_EXTRACT PROVIDED_.
■ ■ ■

As regards investment made by the Company, the details of the same are provided under Note no. 5 forming part of Financial Statements of the Company for the year ended March 31, 2024.
CONSERVATION OF ENERGY, TECHNOLOGY ABSORPTION AND FOREIGN EXCHANGE OUTGO:
There is no information to disclose under the head ''Conservation of Energy and Technology Absorption'' given in the above rules since the Company is engaged in providing financial services activities. However, your Company is taking every step to conserve and minimize the use of energy wherever possible. There were no foreign exchange earnings and outgo, during financial year 2023-24.
REQUIREMENT FOR MAINTENANCE OF COST RECORDS:
The Company being a Housing finance Company is not required to maintain cost records as prescribed under section 148(1) of the Act.
EXTRACT OF ANNUAL RETURN:
Pursuant to the provisions of Section 134(3)(a) of the Act, the copy of Annual Return in Form MGT-7 as required under Section 92 (3) of the Act is placed on the website of the Company at www.srghousing.com.
PARTICULARS OF EMPLOYEES:
As on March 31, 2024 the Company had 1 employee employed throughout the year who was in receipt of remuneration of more than H1.02 crores per annum. Except this no other employee employed throughout the year that was in receipt of remuneration of H1.02 crores or more per annum or H8.50 lacs or more per month if employed for part of the year. Disclosures on managerial remuneration are annexed to this report.
EVENTS SUBSEQUENT TO THE DATE OF FINANCIAL STATEMENTS:
There are no material changes and commitments affecting financial position of the Company between March 31, 2024 and the date of Director''s Report.
CHANGE IN NATURE OF BUSINESS:
There are no changes in the nature of business of the Company during the year under review.
DETAILS RELATING TO DEPOSITS:
The Company has been granted registration by the National Housing Bank as a non-deposit taking Housing Finance Company. Being so, the Company has neither accepted in the past nor has any future plans to accept any public deposits.
SIGNIFICANT & MATERIAL ORDERS PASSED BY THE REGULATORS:
During the year, there were no significant or material orders passed by the regulators or courts or tribunals against the Company.
DISCLOSURES ON MANAGERIAL REMUNERATION:
Details of Managerial remuneration as required under Rule 5(1) of The Companies (Appointment and Remuneration of Managerial Personnel) Rules, 2014 read with The Companies (Appointment and Remuneration of Managerial Personnel) Amendment Rules, 2016 is annexed to this report.

■ ■ ■

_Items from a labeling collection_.
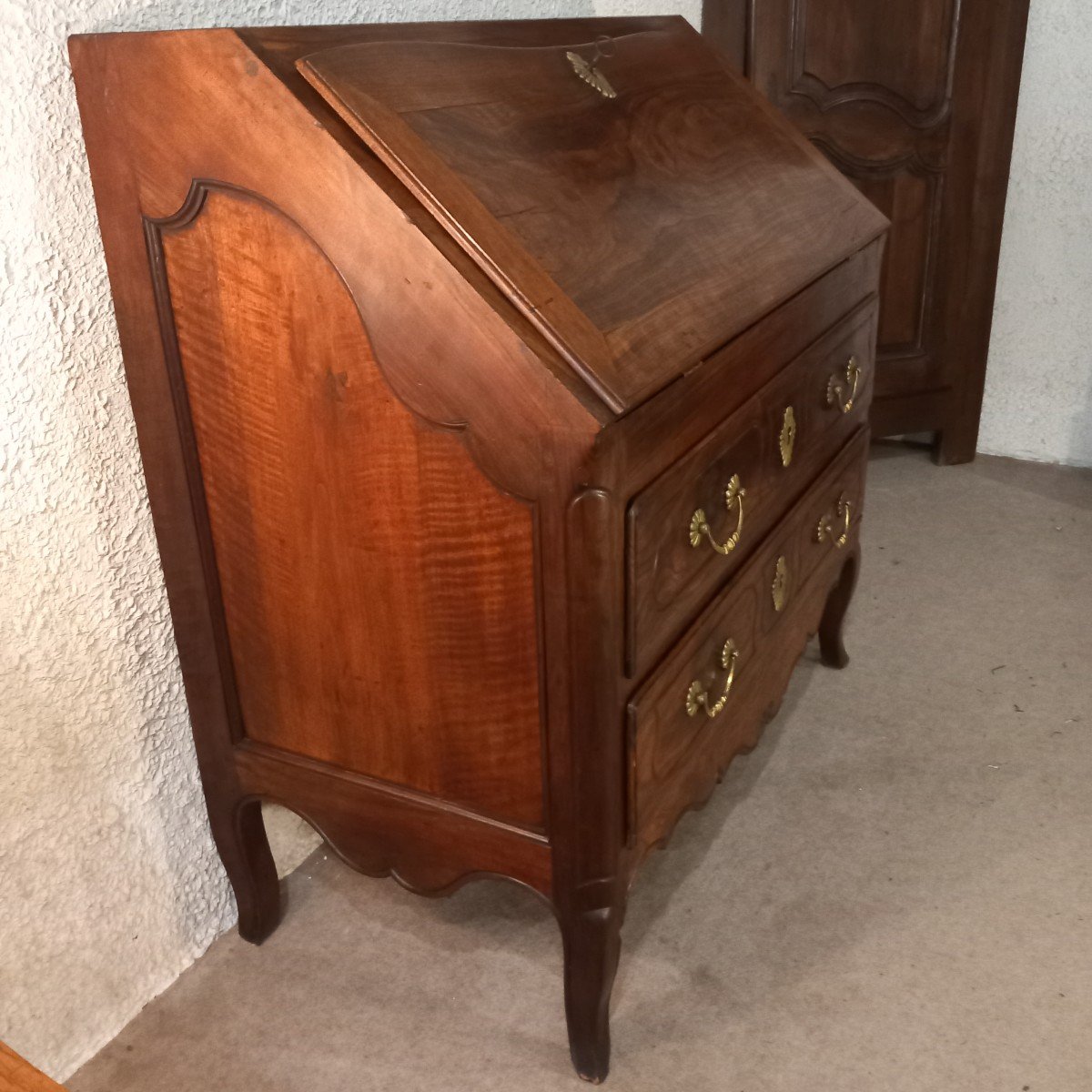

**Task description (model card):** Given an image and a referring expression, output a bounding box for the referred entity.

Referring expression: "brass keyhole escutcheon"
[779,406,796,466]
[686,637,739,717]
[771,557,788,612]
[690,474,747,557]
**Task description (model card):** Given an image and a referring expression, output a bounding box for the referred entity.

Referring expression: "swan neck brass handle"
[686,637,739,719]
[690,474,747,557]
[815,493,853,550]
[826,356,861,413]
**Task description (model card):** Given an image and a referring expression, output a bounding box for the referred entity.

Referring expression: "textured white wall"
[0,0,700,1079]
[978,0,1092,466]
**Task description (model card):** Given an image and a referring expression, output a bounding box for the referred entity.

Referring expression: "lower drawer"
[628,428,868,856]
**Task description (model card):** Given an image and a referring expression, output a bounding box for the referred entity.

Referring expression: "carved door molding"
[703,0,1028,462]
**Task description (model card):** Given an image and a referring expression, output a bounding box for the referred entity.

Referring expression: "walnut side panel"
[153,187,544,829]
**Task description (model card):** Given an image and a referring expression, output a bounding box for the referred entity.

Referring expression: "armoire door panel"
[814,143,944,360]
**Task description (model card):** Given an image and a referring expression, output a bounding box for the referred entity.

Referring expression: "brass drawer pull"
[686,637,739,717]
[826,356,861,413]
[779,406,796,466]
[690,474,747,556]
[815,493,853,550]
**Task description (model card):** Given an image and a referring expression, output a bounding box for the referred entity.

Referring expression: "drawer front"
[628,428,868,855]
[626,300,875,676]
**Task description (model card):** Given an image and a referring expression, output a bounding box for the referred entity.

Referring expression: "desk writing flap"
[298,20,885,411]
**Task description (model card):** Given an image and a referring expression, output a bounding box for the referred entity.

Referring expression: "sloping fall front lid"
[297,18,886,413]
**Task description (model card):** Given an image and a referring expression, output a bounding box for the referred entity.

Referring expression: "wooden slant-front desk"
[71,18,886,1080]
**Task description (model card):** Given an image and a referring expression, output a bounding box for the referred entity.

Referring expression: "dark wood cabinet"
[703,0,1028,463]
[71,18,886,1080]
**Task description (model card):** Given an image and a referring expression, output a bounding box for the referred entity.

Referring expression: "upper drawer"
[626,300,877,675]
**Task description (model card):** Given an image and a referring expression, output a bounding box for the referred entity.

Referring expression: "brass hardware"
[826,356,861,413]
[815,493,853,550]
[690,474,747,557]
[770,557,788,612]
[564,34,618,98]
[780,406,796,466]
[686,637,739,717]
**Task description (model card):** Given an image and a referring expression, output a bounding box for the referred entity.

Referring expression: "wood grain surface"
[157,190,544,828]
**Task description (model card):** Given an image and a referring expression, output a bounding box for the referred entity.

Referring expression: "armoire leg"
[819,550,861,667]
[208,801,280,945]
[561,906,622,1085]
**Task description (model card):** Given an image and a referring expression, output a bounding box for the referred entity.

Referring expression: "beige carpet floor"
[70,446,1092,1092]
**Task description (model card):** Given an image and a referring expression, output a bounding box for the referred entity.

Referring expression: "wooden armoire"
[70,18,886,1081]
[703,0,1028,463]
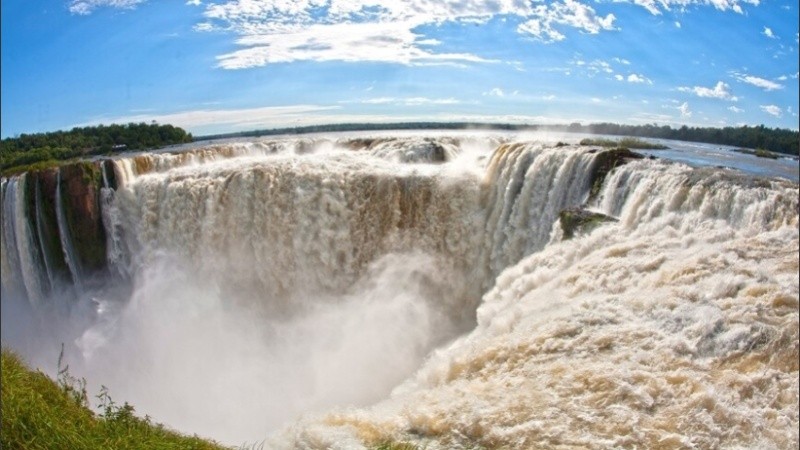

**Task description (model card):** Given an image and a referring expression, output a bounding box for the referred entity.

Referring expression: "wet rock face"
[558,207,617,240]
[589,147,645,201]
[60,162,106,273]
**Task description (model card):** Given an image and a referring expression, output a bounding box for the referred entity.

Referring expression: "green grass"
[581,138,669,150]
[0,349,224,450]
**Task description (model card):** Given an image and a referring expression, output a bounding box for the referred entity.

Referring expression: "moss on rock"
[588,147,644,202]
[558,208,617,240]
[59,161,106,274]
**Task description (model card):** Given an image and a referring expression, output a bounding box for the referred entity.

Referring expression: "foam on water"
[0,135,800,449]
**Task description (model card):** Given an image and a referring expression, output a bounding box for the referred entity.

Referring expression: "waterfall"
[34,179,56,294]
[55,170,84,296]
[0,178,27,297]
[0,132,800,449]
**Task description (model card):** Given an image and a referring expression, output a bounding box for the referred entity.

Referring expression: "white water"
[2,132,800,449]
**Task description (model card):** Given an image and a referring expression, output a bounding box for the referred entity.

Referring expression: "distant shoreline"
[194,122,800,157]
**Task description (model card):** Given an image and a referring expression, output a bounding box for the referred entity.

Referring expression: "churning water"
[0,133,800,449]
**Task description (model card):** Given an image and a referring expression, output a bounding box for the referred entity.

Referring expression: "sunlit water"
[0,132,800,449]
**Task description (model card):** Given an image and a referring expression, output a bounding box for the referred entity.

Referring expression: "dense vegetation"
[196,122,800,155]
[580,137,669,150]
[0,123,192,175]
[0,349,223,450]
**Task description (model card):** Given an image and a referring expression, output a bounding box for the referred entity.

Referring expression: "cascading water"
[0,135,800,449]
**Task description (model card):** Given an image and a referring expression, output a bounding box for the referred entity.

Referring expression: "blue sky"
[0,0,800,137]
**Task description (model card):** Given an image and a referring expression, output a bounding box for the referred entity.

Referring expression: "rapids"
[0,133,800,449]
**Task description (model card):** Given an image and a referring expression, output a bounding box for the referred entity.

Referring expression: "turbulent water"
[0,133,800,449]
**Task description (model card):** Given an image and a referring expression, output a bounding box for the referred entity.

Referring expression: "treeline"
[0,123,192,175]
[196,122,800,155]
[568,123,800,155]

■ ■ ■

_YOUR TASKS_.
A) According to the directors' report excerpt, why does the Company give no information under the head "Conservation of Energy and Technology Absorption"?
B) Resume the directors' report excerpt after its last sentence.

_EXPECTED ANSWERS_.
A) The Company gives no information under that head because it is engaged in providing financial services activities. The report adds that the Company still takes every step to conserve and minimize the use of energy wherever possible.

B)
LISTING WITH STOCK EXCHANGES:
Having listed on BSE in 2012, the Company is listed on NSE exchange on 21 Aug 2023 by Direct Listing Application.
The Company confirms that it has paid the Annual Listing Fees for the year 2023-24 to BSE and NSE where the Company''s securities are listed.
During the year Company has not received any investor complaints and as on date no investor complaints are pending.
PREVENTION, PROHIBITION AND REDRESSAL OF SEXUAL HARASSMENT OF WOMEN AT THE WORKPLACE
The Company has a policy on prevention, prohibition and Redressal of sexual harassment of women at the workplace and has an Internal Complaints Committee (ICC) in compliance with the Sexual Harassment of Women at Workplace (Prevention, Prohibition and Redressal) Act, 2013. The Company''s policy on the same is placed on the website of the Company www.srghousing.com. The Company has complied with the provisions relating to the constitution of Internal Complaints Committee under the Sexual Harassment of Women at Workplace (Prevention, Prohibition and Redressal) Act, 2013.
In terms of section 22 of the Sexual Harassment of Women at Workplace (Prevention, Prohibition and Redressal) Act, 2013, we report that, during 2023-24, no case has been reported under the said act.
LOANS AND ADVANCES IN THE NATURE OF LOANS TO FIRMS/COMPANIES IN WHICH DIRECTORS ARE INTERESTED BY NAME AND AMOUNT:
There are no loans and advances in the nature of loans to firms/companies in which directors are interested.
Your Board of Directors place on record their appreciation for the advice, guidance and support given by various regulatory authorities including the National Housing Bank (NHB), Reserve Bank of India (RBI), Securities and Exchange Board of India (SEBI), Ministry of Corporate Affairs (MCA), Stock Exchange (BSE), Depositories (NSDL & CDSL), Debenture Trustees, Debenture Holders, and all the Bankers and Lenders of the Company.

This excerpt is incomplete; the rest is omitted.